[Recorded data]
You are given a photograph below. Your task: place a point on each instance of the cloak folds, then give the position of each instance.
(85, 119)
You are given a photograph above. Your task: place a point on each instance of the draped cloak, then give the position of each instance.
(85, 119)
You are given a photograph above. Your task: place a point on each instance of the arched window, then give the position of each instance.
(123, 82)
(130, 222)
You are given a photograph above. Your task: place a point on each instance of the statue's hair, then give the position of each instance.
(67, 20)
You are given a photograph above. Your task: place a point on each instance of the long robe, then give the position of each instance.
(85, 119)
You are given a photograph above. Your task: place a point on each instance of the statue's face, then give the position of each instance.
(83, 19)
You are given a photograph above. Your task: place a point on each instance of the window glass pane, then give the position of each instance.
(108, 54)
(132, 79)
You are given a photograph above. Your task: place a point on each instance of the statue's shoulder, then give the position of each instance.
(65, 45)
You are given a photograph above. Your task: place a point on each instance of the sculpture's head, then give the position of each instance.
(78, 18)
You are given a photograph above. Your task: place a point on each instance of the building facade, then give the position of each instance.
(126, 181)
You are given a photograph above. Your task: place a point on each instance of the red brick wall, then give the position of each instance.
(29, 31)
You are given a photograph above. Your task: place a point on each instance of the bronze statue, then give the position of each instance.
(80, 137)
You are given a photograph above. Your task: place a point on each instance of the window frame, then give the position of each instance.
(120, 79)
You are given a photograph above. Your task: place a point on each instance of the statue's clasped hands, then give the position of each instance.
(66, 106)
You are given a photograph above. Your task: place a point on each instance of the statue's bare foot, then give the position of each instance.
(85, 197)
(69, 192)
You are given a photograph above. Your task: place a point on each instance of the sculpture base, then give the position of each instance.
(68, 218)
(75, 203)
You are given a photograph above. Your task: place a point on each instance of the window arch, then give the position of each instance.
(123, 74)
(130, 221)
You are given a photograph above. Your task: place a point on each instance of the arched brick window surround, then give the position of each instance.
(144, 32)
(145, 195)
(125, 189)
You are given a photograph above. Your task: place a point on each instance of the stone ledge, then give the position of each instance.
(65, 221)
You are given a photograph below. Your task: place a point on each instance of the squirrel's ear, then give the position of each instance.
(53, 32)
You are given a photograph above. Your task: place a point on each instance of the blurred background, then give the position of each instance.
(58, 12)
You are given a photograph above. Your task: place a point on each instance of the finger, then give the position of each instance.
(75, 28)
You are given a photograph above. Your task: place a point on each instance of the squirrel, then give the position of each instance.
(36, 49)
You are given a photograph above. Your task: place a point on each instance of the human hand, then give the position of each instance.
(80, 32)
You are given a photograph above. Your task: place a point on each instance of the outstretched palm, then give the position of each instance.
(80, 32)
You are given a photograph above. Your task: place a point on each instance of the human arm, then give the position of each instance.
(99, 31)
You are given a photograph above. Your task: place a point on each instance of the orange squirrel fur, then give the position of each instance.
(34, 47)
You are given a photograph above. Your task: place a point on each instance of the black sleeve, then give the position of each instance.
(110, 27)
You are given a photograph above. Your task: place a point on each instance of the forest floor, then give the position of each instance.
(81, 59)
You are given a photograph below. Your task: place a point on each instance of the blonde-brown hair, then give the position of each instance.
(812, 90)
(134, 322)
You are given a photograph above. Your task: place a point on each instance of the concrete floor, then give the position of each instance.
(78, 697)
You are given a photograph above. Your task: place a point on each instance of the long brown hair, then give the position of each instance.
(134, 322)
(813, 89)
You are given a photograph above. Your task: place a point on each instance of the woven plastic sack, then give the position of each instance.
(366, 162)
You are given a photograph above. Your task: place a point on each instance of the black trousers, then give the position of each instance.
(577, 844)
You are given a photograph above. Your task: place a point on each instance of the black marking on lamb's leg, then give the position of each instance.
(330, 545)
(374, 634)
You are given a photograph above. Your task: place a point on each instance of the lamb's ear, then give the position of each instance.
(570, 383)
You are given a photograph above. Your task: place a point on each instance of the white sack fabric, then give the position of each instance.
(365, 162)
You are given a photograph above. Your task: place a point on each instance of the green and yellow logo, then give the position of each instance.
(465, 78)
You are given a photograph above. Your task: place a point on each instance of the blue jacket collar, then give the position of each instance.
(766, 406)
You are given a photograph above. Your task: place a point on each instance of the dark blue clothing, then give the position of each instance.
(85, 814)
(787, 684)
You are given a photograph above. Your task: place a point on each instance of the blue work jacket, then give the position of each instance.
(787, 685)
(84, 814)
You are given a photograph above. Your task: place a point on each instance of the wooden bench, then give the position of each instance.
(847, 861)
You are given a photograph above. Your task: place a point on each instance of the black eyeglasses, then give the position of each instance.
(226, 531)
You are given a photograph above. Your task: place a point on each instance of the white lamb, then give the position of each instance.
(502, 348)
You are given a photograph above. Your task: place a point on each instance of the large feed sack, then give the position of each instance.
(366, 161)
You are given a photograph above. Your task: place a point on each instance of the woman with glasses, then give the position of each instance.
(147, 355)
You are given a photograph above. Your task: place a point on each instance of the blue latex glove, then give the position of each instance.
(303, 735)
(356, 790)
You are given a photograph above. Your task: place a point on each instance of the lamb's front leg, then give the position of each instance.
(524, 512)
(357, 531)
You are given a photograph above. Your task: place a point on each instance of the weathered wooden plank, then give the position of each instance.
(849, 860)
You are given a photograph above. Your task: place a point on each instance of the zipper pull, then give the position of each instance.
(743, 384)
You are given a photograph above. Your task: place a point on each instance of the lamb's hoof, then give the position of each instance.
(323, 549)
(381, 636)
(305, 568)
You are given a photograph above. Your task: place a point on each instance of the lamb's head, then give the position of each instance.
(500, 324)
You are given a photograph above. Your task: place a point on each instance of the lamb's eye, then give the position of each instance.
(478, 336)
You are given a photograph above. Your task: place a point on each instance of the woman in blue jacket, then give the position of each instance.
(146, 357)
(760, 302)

▶ **Objective**:
Rewrite the listing above, changing "place a point on" to "put a dot on" everywhere it occurs and leaving everything else as it is.

▶ **Expected output**:
You are given a photograph below. Your task: put a dot on each instance of the cloak folds, then give the position of each instance.
(85, 119)
You are given a photograph above. Your task: put a dot on each instance of the draped cloak, then give the position of each instance.
(85, 119)
You are given a photograph above. Your task: put a dot on each instance of the arched window, then give the position of each instance.
(123, 82)
(130, 222)
You are given a photograph above. Your task: put a dot on each instance of the statue's hair, then give the position of each instance.
(67, 20)
You are given a photograph above. Your task: put a dot on each instance of the long robe, then give the position of each instance.
(85, 119)
You are given a photograph above. Your task: put a dot on each instance of the statue's face, then give the position of each instance.
(83, 19)
You are given a photograph above. Your task: put a dot on each instance of the window glass pane, then give the position of each instance.
(108, 54)
(132, 79)
You are given a photograph above. Your task: put a dot on each instance of the statue's shoulder, then give the position of each instance.
(65, 45)
You are given a photograph above. Your task: put a dot on each instance of the sculpture's head, then give the position of each instance.
(78, 18)
You are given a photograph above. Your task: put a dot on each instance of the building facade, then give the position of each instance.
(126, 181)
You are given a photograph above. Your task: put a dot on each instance of the red brick wall, then give the position of each instance.
(29, 31)
You are given a photograph above. Your task: put a dot on each instance of the bronze statue, then give the position of each instance.
(80, 137)
You are given a photograph above. Your task: put a dot on each instance of the window frame, then give the position of each instance.
(120, 79)
You are given a photograph above. Your task: put a dot on each instance of the statue's clasped hands, then give the position of each instance.
(66, 106)
You are given a photograph above. Your task: put a dot on each instance of the statue's bare foot, then give the position of each instance.
(85, 197)
(69, 192)
You are given a photograph above. Your task: put a dot on each instance of the sculpture base, then give the position of each instance.
(68, 218)
(75, 203)
You are given a photograph above. Your task: put a dot on each instance of the window arch, then give the position of each instance.
(123, 74)
(130, 221)
You are given a photograph above. Your task: put a dot on each instance of the arched brick window surround, then give the position of each instance.
(144, 32)
(145, 195)
(125, 189)
You are given a photograph above. Your task: put a dot on each instance of the stone ledge, then give the position of each instance.
(65, 221)
You are given a photograph below. Your task: put a dot on each instance of the squirrel's ear, then give the position of each instance.
(53, 32)
You are given a photograph above. Your task: put a dot on each instance of the blurred background, then give the position of each instance.
(58, 12)
You are given a photograph above. Your task: put a dot on each instance of the finger, then give the position of each instance.
(75, 28)
You are given a photograph above. Your task: put a dot on each instance of the squirrel, then give the position of each instance.
(36, 49)
You are given a photograph above. Your task: put a dot on each instance of the human hand, then give the position of each instance.
(80, 32)
You are given a photograph above. Your task: put a dot on each instance of the outstretched palm, then give the position of each instance.
(80, 32)
You are given a photograph above. Your task: put a dot on each instance of the human arm, then give the position of each instance.
(99, 31)
You are given a photograph above. Your task: put a dot on each instance of the orange squirrel fur, then give the position of each instance.
(34, 47)
You are given a photograph above. Your task: put a dot on each instance of the black sleeve, then give the position of each instance.
(110, 27)
You are given a photograph above. Your task: put a dot on each instance of the forest floor, then give the position of each instance.
(81, 59)
You are given a photograph below. Your task: put a dot on each instance of the blonde-brown hair, then give the position of each instance.
(812, 90)
(134, 322)
You are given a photograph above. Your task: put a dot on each instance of the concrete floor, then give the position of each instance.
(78, 697)
You are given a photograph above. Your task: put a dot on each instance of the long brown hair, then give the position of each instance.
(134, 322)
(813, 89)
You are given a photograph above. Your task: put a dot on each instance of the woven plastic sack, then give the position of each instance.
(366, 162)
You are given a photograph above. Your task: put a dot on each instance of the black trousers, then give the position of each instance.
(577, 844)
You are given a photograph above. Your task: put a dot on each instance of the black marking on lamb's leg, then give the position of each instance.
(330, 545)
(374, 634)
You are given a photograph above. Your task: put a dot on each instance of the lamb's ear, then give the position of each instance.
(570, 383)
You are given a photograph above. Your task: put a dot on each instance of the white sack fabric, then give the position of each instance.
(365, 162)
You are given a photograph above. Your task: put a dot on each instance of the green and yellow logo, then give the position of each instance.
(465, 78)
You are given a photograph above. Your task: put a dot on each instance of the blue jacket collar, then give the position of each instance.
(766, 406)
You are given a photograph above. Your task: put a dot on each instance of the dark blue clothing, then give the position of each instance.
(85, 814)
(787, 684)
You are given a photograph above. Your task: put a dot on each instance of the blue work jacket, then give the position of each instance.
(787, 685)
(84, 814)
You are given a photograph above. Your task: put a dot on each instance of the wooden bench, then give the position of each instance.
(847, 861)
You are given a photograph above. Your task: put a dot on each instance of the black eyeglasses, then give the position of each instance.
(226, 531)
You are given a photograph above. Your task: put a dot on each instance of the white lamb, then give the position of each instance.
(502, 348)
You are given a photograph above. Your task: put a dot on each instance of the large feed sack, then give the position of each instance.
(366, 161)
You are given a photograph above. Your task: put a dot on each instance of the woman with glasses, then give the position of each instance.
(147, 355)
You are given a photograph above. Your task: put a dot on each instance of the blue latex glove, then give the position of each instance.
(303, 735)
(356, 790)
You are given a photograph above. Your task: put a dot on each instance of the lamb's front leg, then give the position of each instance.
(524, 512)
(357, 531)
You are given a photograph above. Your task: put a dot on each instance of the weathered wooden plank, then give the position of each instance.
(849, 860)
You are given a photograph above. Your task: put a dot on each instance of the zipper pull, then give the position of each instance.
(743, 384)
You are given a photograph above. Your task: put a dot on each instance of the lamb's hoof, then give the position of each instance.
(323, 549)
(381, 636)
(305, 568)
You are given a photograph above. Your task: put a dot on each instance of the lamb's head, then give the position of each instance.
(500, 324)
You are given a photograph above. Your task: put a dot on each instance of the lamb's eye, then give the position of each instance.
(478, 336)
You are given a photograph above. Your task: put a dot on each instance of the woman in blue jacket, then give the position of each instance.
(146, 357)
(760, 302)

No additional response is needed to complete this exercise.